What to produce: Please write out every entry below exactly, leaving out any pictures.

Stored data entries:

%%

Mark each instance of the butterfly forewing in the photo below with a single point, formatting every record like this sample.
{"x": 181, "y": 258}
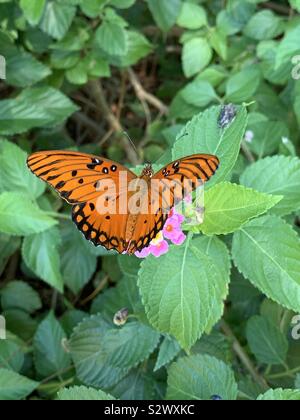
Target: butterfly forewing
{"x": 76, "y": 176}
{"x": 100, "y": 213}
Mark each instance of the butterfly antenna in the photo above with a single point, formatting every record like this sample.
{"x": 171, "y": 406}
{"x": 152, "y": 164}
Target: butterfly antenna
{"x": 131, "y": 142}
{"x": 183, "y": 135}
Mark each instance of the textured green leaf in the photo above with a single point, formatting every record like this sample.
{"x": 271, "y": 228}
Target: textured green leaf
{"x": 295, "y": 4}
{"x": 267, "y": 137}
{"x": 33, "y": 10}
{"x": 11, "y": 355}
{"x": 24, "y": 70}
{"x": 203, "y": 135}
{"x": 112, "y": 38}
{"x": 267, "y": 252}
{"x": 8, "y": 246}
{"x": 280, "y": 395}
{"x": 266, "y": 341}
{"x": 124, "y": 295}
{"x": 138, "y": 48}
{"x": 260, "y": 176}
{"x": 264, "y": 25}
{"x": 182, "y": 291}
{"x": 288, "y": 47}
{"x": 192, "y": 16}
{"x": 242, "y": 86}
{"x": 49, "y": 355}
{"x": 11, "y": 293}
{"x": 230, "y": 206}
{"x": 199, "y": 93}
{"x": 77, "y": 261}
{"x": 165, "y": 12}
{"x": 14, "y": 386}
{"x": 41, "y": 255}
{"x": 168, "y": 350}
{"x": 199, "y": 378}
{"x": 57, "y": 18}
{"x": 14, "y": 174}
{"x": 82, "y": 393}
{"x": 20, "y": 216}
{"x": 103, "y": 353}
{"x": 196, "y": 55}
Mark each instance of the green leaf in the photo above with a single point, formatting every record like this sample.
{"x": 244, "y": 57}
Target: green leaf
{"x": 215, "y": 344}
{"x": 20, "y": 323}
{"x": 138, "y": 48}
{"x": 288, "y": 47}
{"x": 11, "y": 355}
{"x": 122, "y": 4}
{"x": 219, "y": 43}
{"x": 192, "y": 16}
{"x": 103, "y": 353}
{"x": 92, "y": 8}
{"x": 295, "y": 4}
{"x": 124, "y": 295}
{"x": 14, "y": 386}
{"x": 57, "y": 18}
{"x": 264, "y": 25}
{"x": 165, "y": 12}
{"x": 20, "y": 216}
{"x": 138, "y": 385}
{"x": 23, "y": 69}
{"x": 267, "y": 252}
{"x": 297, "y": 381}
{"x": 242, "y": 86}
{"x": 41, "y": 255}
{"x": 77, "y": 261}
{"x": 49, "y": 355}
{"x": 182, "y": 291}
{"x": 199, "y": 93}
{"x": 82, "y": 393}
{"x": 14, "y": 174}
{"x": 33, "y": 10}
{"x": 11, "y": 293}
{"x": 8, "y": 246}
{"x": 267, "y": 137}
{"x": 168, "y": 350}
{"x": 34, "y": 107}
{"x": 266, "y": 341}
{"x": 260, "y": 176}
{"x": 78, "y": 75}
{"x": 199, "y": 378}
{"x": 280, "y": 395}
{"x": 196, "y": 55}
{"x": 230, "y": 206}
{"x": 112, "y": 38}
{"x": 203, "y": 135}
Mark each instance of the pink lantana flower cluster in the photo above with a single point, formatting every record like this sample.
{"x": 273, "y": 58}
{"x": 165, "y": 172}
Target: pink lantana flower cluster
{"x": 171, "y": 231}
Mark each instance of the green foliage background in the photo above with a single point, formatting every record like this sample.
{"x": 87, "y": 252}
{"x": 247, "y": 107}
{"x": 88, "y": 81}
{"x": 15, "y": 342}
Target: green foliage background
{"x": 213, "y": 316}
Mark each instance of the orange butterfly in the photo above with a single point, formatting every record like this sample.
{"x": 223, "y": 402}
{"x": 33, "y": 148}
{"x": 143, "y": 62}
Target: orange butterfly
{"x": 79, "y": 179}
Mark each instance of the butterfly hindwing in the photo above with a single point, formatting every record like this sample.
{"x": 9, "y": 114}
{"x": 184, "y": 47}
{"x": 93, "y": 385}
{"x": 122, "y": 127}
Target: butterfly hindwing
{"x": 187, "y": 174}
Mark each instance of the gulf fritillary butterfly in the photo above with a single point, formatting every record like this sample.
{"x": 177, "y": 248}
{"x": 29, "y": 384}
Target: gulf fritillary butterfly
{"x": 77, "y": 176}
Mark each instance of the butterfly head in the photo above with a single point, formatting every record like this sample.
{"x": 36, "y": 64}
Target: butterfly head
{"x": 148, "y": 171}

%%

Final answer:
Mark each instance of the butterfly forewing in the photo below with a single point, formatting every record like this sample.
{"x": 181, "y": 258}
Target: butterfly forewing
{"x": 76, "y": 176}
{"x": 100, "y": 213}
Mark each instance of the butterfly antenna in the photo above with a single point, formatting every record like this sample.
{"x": 171, "y": 406}
{"x": 152, "y": 164}
Target: butterfly antenna
{"x": 131, "y": 142}
{"x": 183, "y": 135}
Mark each instance of the textured green leaf in the photo above with a single point, formatting every record like this sample.
{"x": 271, "y": 228}
Target: textured green leaf
{"x": 295, "y": 4}
{"x": 267, "y": 137}
{"x": 33, "y": 10}
{"x": 11, "y": 355}
{"x": 24, "y": 70}
{"x": 203, "y": 135}
{"x": 112, "y": 38}
{"x": 267, "y": 252}
{"x": 8, "y": 246}
{"x": 280, "y": 395}
{"x": 266, "y": 341}
{"x": 124, "y": 295}
{"x": 138, "y": 48}
{"x": 260, "y": 176}
{"x": 264, "y": 25}
{"x": 182, "y": 291}
{"x": 288, "y": 47}
{"x": 192, "y": 16}
{"x": 242, "y": 86}
{"x": 49, "y": 355}
{"x": 11, "y": 293}
{"x": 230, "y": 206}
{"x": 199, "y": 93}
{"x": 77, "y": 261}
{"x": 165, "y": 12}
{"x": 14, "y": 386}
{"x": 41, "y": 255}
{"x": 168, "y": 350}
{"x": 199, "y": 378}
{"x": 57, "y": 18}
{"x": 14, "y": 174}
{"x": 82, "y": 393}
{"x": 20, "y": 216}
{"x": 103, "y": 353}
{"x": 196, "y": 55}
Mark each instance of the green leaf in the photo above with a single point, formatting every record like this sample.
{"x": 244, "y": 57}
Target: green leaf
{"x": 215, "y": 344}
{"x": 20, "y": 323}
{"x": 138, "y": 48}
{"x": 288, "y": 47}
{"x": 11, "y": 355}
{"x": 122, "y": 4}
{"x": 219, "y": 43}
{"x": 192, "y": 16}
{"x": 103, "y": 353}
{"x": 92, "y": 8}
{"x": 295, "y": 4}
{"x": 124, "y": 295}
{"x": 14, "y": 386}
{"x": 57, "y": 18}
{"x": 264, "y": 25}
{"x": 165, "y": 12}
{"x": 20, "y": 216}
{"x": 138, "y": 385}
{"x": 23, "y": 69}
{"x": 267, "y": 252}
{"x": 297, "y": 381}
{"x": 242, "y": 86}
{"x": 41, "y": 255}
{"x": 77, "y": 261}
{"x": 49, "y": 355}
{"x": 182, "y": 291}
{"x": 199, "y": 93}
{"x": 82, "y": 393}
{"x": 14, "y": 174}
{"x": 33, "y": 10}
{"x": 11, "y": 293}
{"x": 8, "y": 246}
{"x": 267, "y": 137}
{"x": 168, "y": 350}
{"x": 34, "y": 107}
{"x": 266, "y": 341}
{"x": 260, "y": 176}
{"x": 78, "y": 75}
{"x": 199, "y": 378}
{"x": 280, "y": 395}
{"x": 196, "y": 55}
{"x": 230, "y": 206}
{"x": 112, "y": 38}
{"x": 203, "y": 135}
Mark each instance of the pink lantana flower cluster in the photo above with a single point, formatting every record like this sample.
{"x": 273, "y": 58}
{"x": 165, "y": 172}
Target: pink lantana flower cluster
{"x": 171, "y": 231}
Mark each instance of the green foliage background in the photo above with a single point, formatting every record like this sample.
{"x": 87, "y": 252}
{"x": 247, "y": 107}
{"x": 88, "y": 81}
{"x": 15, "y": 342}
Target: green foliage background
{"x": 213, "y": 316}
Mark each instance of the orange butterfly in the photo above with a single point, formatting every record like this sample.
{"x": 223, "y": 402}
{"x": 33, "y": 148}
{"x": 143, "y": 62}
Target: orange butterfly
{"x": 79, "y": 179}
Mark each instance of the butterfly hindwing in the photo above with a single point, formatting every record like this sample.
{"x": 9, "y": 114}
{"x": 184, "y": 47}
{"x": 93, "y": 385}
{"x": 122, "y": 127}
Target: butterfly hindwing
{"x": 187, "y": 174}
Mark each instance of the gulf fritillary butterfly in the photo above with a single point, formatting every record like this sample.
{"x": 177, "y": 248}
{"x": 29, "y": 384}
Target: gulf fritillary butterfly
{"x": 77, "y": 176}
Mark each instance of the butterfly head in the photo above with a single point, formatting every record like this sample.
{"x": 36, "y": 64}
Target: butterfly head
{"x": 148, "y": 171}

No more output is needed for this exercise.